● WHAT THE TASK ASKS:
Lines from the one containing "the sheep's eye" through the final line of the entries below: reproduce them exactly, all of them and only them.

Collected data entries
____

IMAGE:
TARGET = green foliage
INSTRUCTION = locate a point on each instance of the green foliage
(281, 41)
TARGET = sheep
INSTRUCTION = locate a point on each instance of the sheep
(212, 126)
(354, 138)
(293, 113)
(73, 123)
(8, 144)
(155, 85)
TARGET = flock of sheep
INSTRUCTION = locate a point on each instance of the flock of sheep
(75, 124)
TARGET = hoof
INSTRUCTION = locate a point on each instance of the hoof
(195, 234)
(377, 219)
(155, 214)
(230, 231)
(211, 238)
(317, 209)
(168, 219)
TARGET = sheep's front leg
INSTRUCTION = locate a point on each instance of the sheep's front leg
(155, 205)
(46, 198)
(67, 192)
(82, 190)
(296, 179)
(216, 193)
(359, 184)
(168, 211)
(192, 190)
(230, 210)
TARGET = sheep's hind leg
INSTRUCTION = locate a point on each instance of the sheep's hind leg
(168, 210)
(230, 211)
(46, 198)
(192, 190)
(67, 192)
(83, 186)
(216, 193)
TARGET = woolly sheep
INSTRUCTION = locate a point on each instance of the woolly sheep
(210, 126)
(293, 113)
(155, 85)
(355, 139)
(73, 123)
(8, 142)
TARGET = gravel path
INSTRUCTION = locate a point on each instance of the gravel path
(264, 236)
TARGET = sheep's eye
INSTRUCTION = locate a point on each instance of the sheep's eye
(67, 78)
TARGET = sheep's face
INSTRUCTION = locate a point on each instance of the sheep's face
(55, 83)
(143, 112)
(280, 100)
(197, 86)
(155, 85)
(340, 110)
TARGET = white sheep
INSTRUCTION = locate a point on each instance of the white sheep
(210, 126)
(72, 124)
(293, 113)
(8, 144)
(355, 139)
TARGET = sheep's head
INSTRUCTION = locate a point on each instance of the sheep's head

____

● WRITTEN ANSWER:
INSTRUCTION = locate a point on each instance of the sheep's eye
(67, 78)
TARGET = sheep's face
INSTRUCTION = locate a point on each instance of the sheep's face
(55, 83)
(143, 112)
(280, 100)
(197, 86)
(155, 85)
(340, 110)
TARGET = white sheep
INSTRUCTION = locate a point on each instance of the white sheep
(210, 126)
(72, 124)
(293, 113)
(8, 144)
(355, 139)
TARGET = sheep's head
INSTRUCTION = locate a point on each instance of the sheep's head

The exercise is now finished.